# CHALLENGE:
Reproduce verbatim the part of the listing below that begins at the line containing "Labeling batch C. For the image above, tag the tree line" and runs through the end of the listing.

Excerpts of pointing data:
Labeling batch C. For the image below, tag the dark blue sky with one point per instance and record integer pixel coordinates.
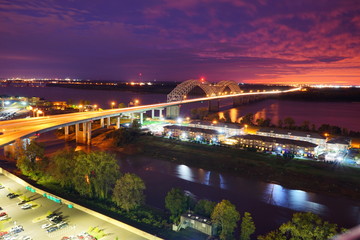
(278, 41)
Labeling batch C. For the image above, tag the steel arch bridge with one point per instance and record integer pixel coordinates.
(180, 91)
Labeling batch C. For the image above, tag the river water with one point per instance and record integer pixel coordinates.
(269, 204)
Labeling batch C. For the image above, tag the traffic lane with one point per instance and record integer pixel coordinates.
(78, 221)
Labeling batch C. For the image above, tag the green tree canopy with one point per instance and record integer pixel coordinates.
(204, 207)
(226, 217)
(63, 165)
(95, 174)
(176, 203)
(247, 227)
(304, 226)
(31, 160)
(129, 191)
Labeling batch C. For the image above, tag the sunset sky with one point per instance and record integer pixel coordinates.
(278, 41)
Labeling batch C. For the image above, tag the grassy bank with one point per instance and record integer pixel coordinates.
(330, 178)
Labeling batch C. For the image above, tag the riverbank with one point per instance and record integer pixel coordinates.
(328, 178)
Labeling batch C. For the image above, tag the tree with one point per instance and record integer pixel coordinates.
(63, 164)
(136, 125)
(304, 226)
(289, 122)
(122, 105)
(176, 203)
(204, 207)
(31, 159)
(305, 126)
(129, 191)
(124, 136)
(95, 174)
(225, 216)
(280, 123)
(247, 227)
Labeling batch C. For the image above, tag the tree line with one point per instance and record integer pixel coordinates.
(97, 176)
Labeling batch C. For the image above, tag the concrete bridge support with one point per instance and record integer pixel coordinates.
(83, 133)
(214, 105)
(14, 149)
(66, 129)
(108, 123)
(153, 113)
(173, 112)
(118, 121)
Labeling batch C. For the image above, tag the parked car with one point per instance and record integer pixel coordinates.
(17, 229)
(22, 202)
(56, 219)
(51, 215)
(62, 225)
(6, 217)
(26, 206)
(46, 225)
(52, 229)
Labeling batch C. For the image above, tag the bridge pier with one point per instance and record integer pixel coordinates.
(83, 135)
(173, 112)
(66, 129)
(108, 123)
(118, 121)
(214, 105)
(15, 149)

# ANSWER BELOW:
Labeling batch C. For the image above, tag the tree line with one point per instance and record integer pixel coordinates.
(97, 176)
Labeling batch C. For the image above, tag the concrete bridge support with one point per instance and record integer pixel coordinates.
(83, 133)
(214, 105)
(14, 149)
(66, 129)
(108, 123)
(153, 113)
(173, 112)
(118, 121)
Labeling batch C. For the image above, tag the parked car with one point per instance and record integer pixel coordinates.
(17, 229)
(22, 202)
(56, 219)
(51, 215)
(62, 225)
(6, 217)
(26, 206)
(46, 225)
(52, 229)
Labeling batch C. For the image above, tag the bridge pier with one point per instance and record integer pixel coordinates.
(83, 135)
(173, 112)
(66, 129)
(108, 123)
(118, 121)
(214, 105)
(15, 149)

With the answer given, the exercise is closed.